Dataset entries:
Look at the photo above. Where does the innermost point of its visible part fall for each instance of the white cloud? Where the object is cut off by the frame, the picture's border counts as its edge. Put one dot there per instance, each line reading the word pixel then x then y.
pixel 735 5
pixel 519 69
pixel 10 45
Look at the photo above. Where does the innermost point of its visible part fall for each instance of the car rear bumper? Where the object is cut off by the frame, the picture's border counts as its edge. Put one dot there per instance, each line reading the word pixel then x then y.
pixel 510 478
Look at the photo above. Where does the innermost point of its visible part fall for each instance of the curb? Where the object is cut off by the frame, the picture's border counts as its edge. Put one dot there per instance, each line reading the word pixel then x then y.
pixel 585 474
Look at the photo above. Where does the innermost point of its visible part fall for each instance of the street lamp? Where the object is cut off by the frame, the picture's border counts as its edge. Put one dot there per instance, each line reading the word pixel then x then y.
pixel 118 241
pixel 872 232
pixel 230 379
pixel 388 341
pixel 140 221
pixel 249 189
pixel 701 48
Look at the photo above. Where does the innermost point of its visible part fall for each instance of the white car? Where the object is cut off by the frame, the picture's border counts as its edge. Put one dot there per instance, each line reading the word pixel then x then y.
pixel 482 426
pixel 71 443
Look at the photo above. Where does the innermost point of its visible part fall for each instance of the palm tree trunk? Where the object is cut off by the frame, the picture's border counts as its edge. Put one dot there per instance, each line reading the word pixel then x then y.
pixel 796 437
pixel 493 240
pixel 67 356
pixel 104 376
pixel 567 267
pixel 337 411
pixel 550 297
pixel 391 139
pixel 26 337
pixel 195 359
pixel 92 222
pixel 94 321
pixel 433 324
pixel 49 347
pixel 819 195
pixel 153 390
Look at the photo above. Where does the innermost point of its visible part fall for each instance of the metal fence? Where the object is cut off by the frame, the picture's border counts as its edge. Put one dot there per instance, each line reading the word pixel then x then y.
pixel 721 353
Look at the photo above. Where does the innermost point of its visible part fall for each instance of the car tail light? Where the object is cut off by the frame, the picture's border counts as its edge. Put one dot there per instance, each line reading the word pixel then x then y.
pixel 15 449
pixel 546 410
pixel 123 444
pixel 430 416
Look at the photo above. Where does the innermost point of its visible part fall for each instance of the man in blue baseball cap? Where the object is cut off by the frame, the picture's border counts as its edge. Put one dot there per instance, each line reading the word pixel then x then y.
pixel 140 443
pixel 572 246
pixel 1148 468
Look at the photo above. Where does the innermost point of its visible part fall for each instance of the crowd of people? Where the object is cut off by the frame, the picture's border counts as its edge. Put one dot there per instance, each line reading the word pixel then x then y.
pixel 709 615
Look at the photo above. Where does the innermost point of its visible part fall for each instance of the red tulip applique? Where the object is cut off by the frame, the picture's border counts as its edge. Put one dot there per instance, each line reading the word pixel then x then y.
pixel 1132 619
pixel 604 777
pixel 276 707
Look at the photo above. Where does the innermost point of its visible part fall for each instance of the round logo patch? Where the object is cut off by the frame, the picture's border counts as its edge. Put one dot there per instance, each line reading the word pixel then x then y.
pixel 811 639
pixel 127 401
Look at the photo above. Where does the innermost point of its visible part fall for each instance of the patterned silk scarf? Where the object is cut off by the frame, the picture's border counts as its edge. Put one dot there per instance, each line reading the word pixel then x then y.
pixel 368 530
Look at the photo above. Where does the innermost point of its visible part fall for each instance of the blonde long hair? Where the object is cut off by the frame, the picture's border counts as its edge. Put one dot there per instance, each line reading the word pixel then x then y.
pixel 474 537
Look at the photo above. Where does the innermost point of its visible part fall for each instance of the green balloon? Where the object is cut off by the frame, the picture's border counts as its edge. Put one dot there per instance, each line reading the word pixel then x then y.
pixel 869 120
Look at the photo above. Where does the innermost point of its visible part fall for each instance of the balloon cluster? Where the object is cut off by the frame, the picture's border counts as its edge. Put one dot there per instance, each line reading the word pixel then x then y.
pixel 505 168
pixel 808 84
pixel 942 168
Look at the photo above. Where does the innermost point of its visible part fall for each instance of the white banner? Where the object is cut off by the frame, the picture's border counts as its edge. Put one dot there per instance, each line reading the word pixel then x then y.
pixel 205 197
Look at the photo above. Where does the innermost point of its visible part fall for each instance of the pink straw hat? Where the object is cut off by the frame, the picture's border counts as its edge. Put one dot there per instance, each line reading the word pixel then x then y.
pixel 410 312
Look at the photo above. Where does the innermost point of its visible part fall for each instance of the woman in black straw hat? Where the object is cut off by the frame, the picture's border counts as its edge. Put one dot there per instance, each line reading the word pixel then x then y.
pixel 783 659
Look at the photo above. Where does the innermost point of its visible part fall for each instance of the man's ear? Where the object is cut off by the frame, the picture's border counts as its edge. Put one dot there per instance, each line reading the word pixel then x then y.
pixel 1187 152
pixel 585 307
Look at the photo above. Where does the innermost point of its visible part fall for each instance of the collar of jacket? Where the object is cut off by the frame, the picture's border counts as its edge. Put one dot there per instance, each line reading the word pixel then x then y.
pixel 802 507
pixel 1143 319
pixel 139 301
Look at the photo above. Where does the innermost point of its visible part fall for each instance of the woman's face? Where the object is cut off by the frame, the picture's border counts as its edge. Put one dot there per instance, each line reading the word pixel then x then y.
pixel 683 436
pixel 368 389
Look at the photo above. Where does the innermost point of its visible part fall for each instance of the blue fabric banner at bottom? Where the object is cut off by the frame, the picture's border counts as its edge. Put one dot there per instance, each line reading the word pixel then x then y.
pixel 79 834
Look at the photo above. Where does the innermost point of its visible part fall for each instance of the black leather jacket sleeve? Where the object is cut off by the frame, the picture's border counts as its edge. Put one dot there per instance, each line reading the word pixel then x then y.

Problem requirements: Print every record above once more, exactly as written.

Result:
Look at the photo above. Where does the innermost point of its visible part fall for each instance of the white cloud? Where the object is cut off by the frame, the picture's border counts as its edge. Put one dot there per instance, each line reading the word pixel then x then y.
pixel 735 5
pixel 519 69
pixel 10 45
Look at the photo above. Where does the innermost point of its visible part fall for each instance of the car rear bumper? Where the object is cut off by the frame, the picture's border counts as its edge. Put one dot there per instance, each line reading the word pixel then x then y.
pixel 510 478
Look at the photo above. Where does the innermost point of its visible part fall for each instance of the curb? Where the object is cut off by the frame, the picture's border counts as its edge. Put one dot there per instance, each line reading the word pixel then x then y.
pixel 585 474
Look at the photo above. Where does the innermost point of its visible part fall for each instance of the street lamp? Where the object is cut off by the frame, the picture's border counts as its edge. Put one dot there per instance, each line reading the word pixel then x then y.
pixel 118 241
pixel 872 232
pixel 230 379
pixel 388 341
pixel 140 221
pixel 249 189
pixel 701 48
Look at the photo above. Where does the innermost point of its visible part fall for each instance of the white car? Where the object is cut off by the frame, the picture's border counts as its edge. Put one dot there per instance, each line reading the word pixel then x then y.
pixel 482 426
pixel 71 443
Look at the photo above. Where does the innermost point of its visible part fall for each instance of the palm tree trunk? Where the object is cut off by the frame, the picture's border counts as its edge. Put one dot there per instance, each line reading the word pixel then x then y.
pixel 796 437
pixel 493 240
pixel 67 356
pixel 104 376
pixel 567 267
pixel 337 411
pixel 550 297
pixel 391 139
pixel 26 337
pixel 195 359
pixel 92 222
pixel 94 321
pixel 433 324
pixel 49 347
pixel 819 195
pixel 153 390
Look at the photo above. Where does the innermost point of its visible part fall for each instance of the metal fence? Where the object is cut off by the frame, the picture's border counts as its edge. Put one dot there per instance, each line reading the word pixel then x then y.
pixel 721 353
Look at the photo above. Where does the innermost point of its visible part fall for each instance of the car tail light? Where the object is cut off by the frame, the picture's border counts as its edge. Put one dot there per instance, each line reading the word pixel then x then y.
pixel 15 449
pixel 546 410
pixel 123 444
pixel 430 416
Look at the photo above. Where does the innermost point of its visible part fall for each instance of the man in blue baseball cap? Where the object is cut off by the frame, the picture's border counts as its edge. Put one dot there per instance, each line reading the word pixel then x then y.
pixel 140 443
pixel 572 246
pixel 1148 468
Look at the photo above. Where does the innermost point of its visible part fall for each instance of the crowd of people? Where the object is cut off by the frame, the picture's border counts as its edge. Put one dot there per instance, each line reading the word pixel then x then y.
pixel 709 615
Look at the photo above. Where does the innermost point of its visible part fall for each instance of the red tulip applique? Where the object is cut off by the frame, the picture's border counts as its edge. Put one dot there per instance, each line reading the word pixel then x then y.
pixel 1132 619
pixel 604 777
pixel 276 707
Look at the photo above. Where does the innermost point of its visible part fall for each instance of the round logo patch? Where the object is cut off by the frame, the picture's border counts as its edge. Put one dot there per instance, each line reading the word pixel then x then y.
pixel 811 639
pixel 127 401
Look at the photo above. Where does the innermost point of its visible part fall for each instance of the patterned silk scarf? Where the object is cut off by the frame, the picture's border counts as its edge. Put one dot there per instance, each line reading the word pixel then x then y.
pixel 368 530
Look at the photo above. Where does the innermost point of its visible part fall for each instance of the blonde long hair? Where the object is cut off by the frame, the picture's border counts as its edge. Put one dot there per instance, each line reading the word pixel then x then y.
pixel 474 537
Look at the photo above. Where does the innermost point of its visible part fall for each instance of the green balloon? Where the object is cut off by the frame, the picture's border counts as its edge. Put one dot there per instance, each line reading the word pixel then x then y.
pixel 869 120
Look at the photo above. Where does the innermost point of its visible part fall for each instance of the balloon cluster? Where the object is cut off by the frame, the picture's border counts as its edge. Put one dot there per instance, each line reading the word pixel then x then y.
pixel 505 168
pixel 808 84
pixel 942 168
Look at the photo above. Where does the innermost point of its visible part fall for each instance of the white banner? Where the object is cut off by the frame, the picture's border counts as its edge. Put one dot there per instance, each line reading the word pixel then x then y.
pixel 205 197
Look at the photo above. Where does the innermost point of its visible part fall for each instance of the pink straw hat? Where the object is cut off by the frame, the picture's border counts as its edge. Put one dot there per instance, each line reading the word pixel then x then y.
pixel 410 312
Look at the photo above. Where does the innermost point of its visible part fall for each instance of the woman in black straw hat? Where the object is cut off by the frame, the picture's border counts as its edge. Put one dot there per instance, each line reading the word pixel then x then y.
pixel 783 659
Look at the photo above. Where does the innermost point of its visible part fall for each instance of the man's ear? Where the object is cut off by the frame, the picture's border counts as its edge. Put one dot there per instance, each line reading the word pixel then x then y.
pixel 1187 152
pixel 585 307
Look at the photo above. Where does the innermost point of its visible part fall for each instance of the collar of jacket? Where the object is cut off by the frame, the picture's border counts as its edge. Put one dot there per instance, each line reading the word pixel then x then y.
pixel 802 507
pixel 1143 319
pixel 139 301
Look at the photo above. Where does the innermost point of its visible part fall for each instance of the woman's face? Where the object is cut off by the frame, the picture's border counts as its edge. Put one dot there per instance, each line reading the word pixel then x then y.
pixel 683 436
pixel 368 389
Look at the photo above. Where does the innermost point of its visible part fall for each instance of the blue fabric banner at bottom? Where the object is cut off by the frame, the picture's border counts as its edge. Put one dot there per instance, each line reading the word pixel then x then y.
pixel 79 834
Look at the photo above. Where does the innermost point of its visible part fall for each instance of the black leather jacket sleeve? Where the object is cut off by the frame, the picture's border counts as its edge. Put one dot there per instance, each line reading the word pixel then x then y.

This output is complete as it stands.